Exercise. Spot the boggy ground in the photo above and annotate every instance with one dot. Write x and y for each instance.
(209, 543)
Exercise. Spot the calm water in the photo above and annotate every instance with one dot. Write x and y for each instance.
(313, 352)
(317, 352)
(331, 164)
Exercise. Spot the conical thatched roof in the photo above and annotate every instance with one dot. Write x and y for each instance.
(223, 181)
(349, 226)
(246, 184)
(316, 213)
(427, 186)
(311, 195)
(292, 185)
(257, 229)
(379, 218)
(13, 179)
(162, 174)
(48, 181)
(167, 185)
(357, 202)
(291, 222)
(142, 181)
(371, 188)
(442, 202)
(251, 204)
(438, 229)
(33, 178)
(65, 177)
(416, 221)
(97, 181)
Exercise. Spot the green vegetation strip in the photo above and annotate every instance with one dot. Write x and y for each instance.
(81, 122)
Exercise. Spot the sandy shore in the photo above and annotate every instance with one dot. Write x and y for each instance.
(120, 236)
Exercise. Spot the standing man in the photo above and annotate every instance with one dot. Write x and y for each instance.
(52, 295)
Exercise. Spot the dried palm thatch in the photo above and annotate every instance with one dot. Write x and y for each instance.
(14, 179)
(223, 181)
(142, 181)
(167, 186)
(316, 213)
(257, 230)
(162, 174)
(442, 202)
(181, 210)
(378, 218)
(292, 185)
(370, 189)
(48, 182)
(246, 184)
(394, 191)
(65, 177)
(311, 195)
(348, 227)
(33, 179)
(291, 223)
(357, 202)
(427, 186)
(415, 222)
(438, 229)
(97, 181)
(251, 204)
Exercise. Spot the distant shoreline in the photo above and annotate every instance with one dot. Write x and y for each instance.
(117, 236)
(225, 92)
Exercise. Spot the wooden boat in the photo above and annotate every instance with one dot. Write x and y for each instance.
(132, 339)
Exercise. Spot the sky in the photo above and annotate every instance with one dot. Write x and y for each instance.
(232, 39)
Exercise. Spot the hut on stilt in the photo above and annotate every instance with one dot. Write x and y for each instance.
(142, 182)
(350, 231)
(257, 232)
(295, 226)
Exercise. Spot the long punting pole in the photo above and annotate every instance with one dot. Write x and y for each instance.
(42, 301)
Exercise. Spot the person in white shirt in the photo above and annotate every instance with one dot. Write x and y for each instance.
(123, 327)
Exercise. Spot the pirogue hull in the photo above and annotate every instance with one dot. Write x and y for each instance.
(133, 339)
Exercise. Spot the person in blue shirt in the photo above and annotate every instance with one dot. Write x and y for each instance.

-=-=-=-=-

__WRITTEN PROBLEM__
Reproduce all of the data above with every "annotate" changed to "mark" and nothing else altered.

__RESPONSE TO THE EXERCISE__
Exercise. Spot the boggy ground in the photo above and mark every instance with one dot. Write x and y for each instance.
(209, 543)
Exercise. Spot the calm water in the photo above and mark every instance with one dot. Write x and y for each instance.
(313, 352)
(317, 352)
(331, 164)
Exercise. Spot the conical thatched roof in the photo above and mark every instance with one dot. Write x and y for each instance.
(223, 181)
(349, 226)
(246, 184)
(316, 213)
(427, 186)
(311, 195)
(292, 185)
(257, 229)
(379, 218)
(13, 179)
(162, 174)
(48, 181)
(167, 185)
(357, 202)
(291, 222)
(142, 181)
(371, 188)
(442, 202)
(251, 204)
(438, 229)
(33, 178)
(65, 177)
(416, 221)
(97, 181)
Exercise. Spot the green vegetation strip in the photo above and mark every instance with one dot. Write x and y for each instance.
(81, 122)
Exercise. Spot the sandy shore in the photo above and mark every instance with one dot. Write x and y for each instance.
(120, 236)
Exercise. Spot the standing man in the photo above and mark every instance with one dot. Write x and y for each instance.
(52, 295)
Exercise. Spot the dried palm thatch in the photo above and mark every instance with one dot. Write x and y for each instance.
(14, 179)
(223, 181)
(142, 181)
(167, 186)
(316, 213)
(257, 230)
(162, 174)
(442, 202)
(181, 210)
(378, 218)
(292, 185)
(370, 189)
(48, 182)
(246, 184)
(394, 191)
(65, 177)
(311, 195)
(348, 227)
(33, 179)
(291, 223)
(357, 202)
(427, 186)
(415, 222)
(438, 229)
(97, 181)
(251, 204)
Exercise. Spot the distant shoreline in the photo above and mark every instance with one dot. Write x and y for each instance.
(117, 236)
(225, 92)
Exercise. Spot the wooden boat in the photo above and mark every instance with one dot. Write x and y for each instance.
(132, 339)
Exercise. Spot the sky in the photo above and mark every instance with one dot. Write x and y for each instance.
(232, 39)
Exercise. Spot the hut on stilt in the photo above and mark every instance with one dot. Write x and y for each instance.
(142, 182)
(350, 231)
(257, 232)
(295, 226)
Exercise. Spot the long punting pole in the photo above and mark every instance with one dot. Write x and y for each instance.
(42, 301)
Exercise. Spot the person in white shirt in the photo above and mark every instance with one dot. Write x and y for each instance.
(123, 327)
Exercise. Spot the pirogue hull in the photo above and mark every instance with one dot. Write x and y for each instance.
(133, 339)
Exercise. Spot the person in blue shirt in the photo above and mark every instance with one dot. Write x and y for each instance.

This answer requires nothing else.